WHAT TO WORK ON:
a - Quote the entire biographical text on Travis Wolfe Jr. below verbatim.
b - Lay out as a numbered list the stretch of the listing from the line containing "TARGET: the bee's abdomen" through the end of the listing, leaving out blank lines and including nothing else.

TEXT SEGMENT:
- Born: April 16, 2006 (age 20)
- Occupation: Actor
- Years active: 2015 – present

= Travis Wolfe Jr. =

American actor (born 2006)

Travis Wolfe Jr. (born April 16, 2006) is an American television actor. He is best known for portraying Dele Adebambo, one of the main characters in the CBS sitcom television series Bob Hearts Abishola (2019–2024). He also appeared in the television series The Neighborhood (2019), Grown-ish (2019), Raven's Home (2019–2020), and That Girl Lay Lay (2022), and portrayed Dre, one of the main characters in the FX drama television pilot Me/We (2024).

[Excerpts from location labeling data]

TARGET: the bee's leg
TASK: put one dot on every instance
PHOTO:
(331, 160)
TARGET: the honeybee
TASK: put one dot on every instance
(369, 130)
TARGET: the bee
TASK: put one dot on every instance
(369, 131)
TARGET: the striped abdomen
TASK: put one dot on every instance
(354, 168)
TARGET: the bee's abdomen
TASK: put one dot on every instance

ANSWERS TO THE EXERCISE:
a -
- Born: April 16, 2006 (age 20)
- Occupation: Actor
- Years active: 2015 – present

= Travis Wolfe Jr. =

American actor (born 2006)

Travis Wolfe Jr. (born April 16, 2006) is an American television actor. He is best known for portraying Dele Adebambo, one of the main characters in the CBS sitcom television series Bob Hearts Abishola (2019–2024). He also appeared in the television series The Neighborhood (2019), Grown-ish (2019), Raven's Home (2019–2020), and That Girl Lay Lay (2022), and portrayed Dre, one of the main characters in the FX drama television pilot Me/We (2024).

b -
1. TARGET: the bee's abdomen
2. TASK: put one dot on every instance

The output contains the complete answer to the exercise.